**Given passage:**
Right from the very beginning of their unparalleled 25-year history in the NLL, the Buffalo Bandits have maintained a winning tradition. It began with back-to-back championships in their first two years in the League (then called the Major Indoor Lacrosse League), continued with a third in 1996 and, with key pieces still in place from those early teams, came full circle with a fourth title in 2008.
Those four teams were the subject of a “Champions Night” celebration on Feb. 6 during the Bandits’ game against the New England Black Wolves, when alumni from the four championship teams were welcomed back and honored for their success.
Three of those alumni – the architect of those early 90’s teams and the two players to experience all four championships – took the time to tell the story of how those titles were won.
Bob “Buff’ McCready, the Bandits’ first head coach, made a bold proclamation on Oct. 9, 1991, when he said that he believed the team had the talent to compete for a title in its first year of existence. Within the Bandits’ locker room, however, that was the shared sentiment.

**Data section:**

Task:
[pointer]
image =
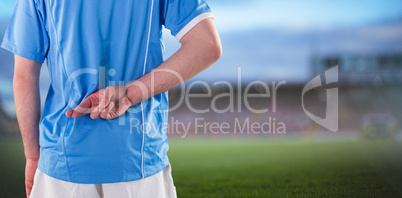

**What is asked:**
1. According to the Bandits passage, why were alumni from the four championship teams welcomed back during the Feb. 6 game against the New England Black Wolves? Answer in one to three sentences.
2. Reproduce the Bandits passage word for word, starting at "Right from the" and ending at "titles were won.".
The material isn't needed for this work.

**Completed exercise:**
1. They were welcomed back for a "Champions Night" celebration of the Bandits' four title teams. At that event they were honored for their success.

2.
Right from the very beginning of their unparalleled 25-year history in the NLL, the Buffalo Bandits have maintained a winning tradition. It began with back-to-back championships in their first two years in the League (then called the Major Indoor Lacrosse League), continued with a third in 1996 and, with key pieces still in place from those early teams, came full circle with a fourth title in 2008.
Those four teams were the subject of a “Champions Night” celebration on Feb. 6 during the Bandits’ game against the New England Black Wolves, when alumni from the four championship teams were welcomed back and honored for their success.
Three of those alumni – the architect of those early 90’s teams and the two players to experience all four championships – took the time to tell the story of how those titles were won.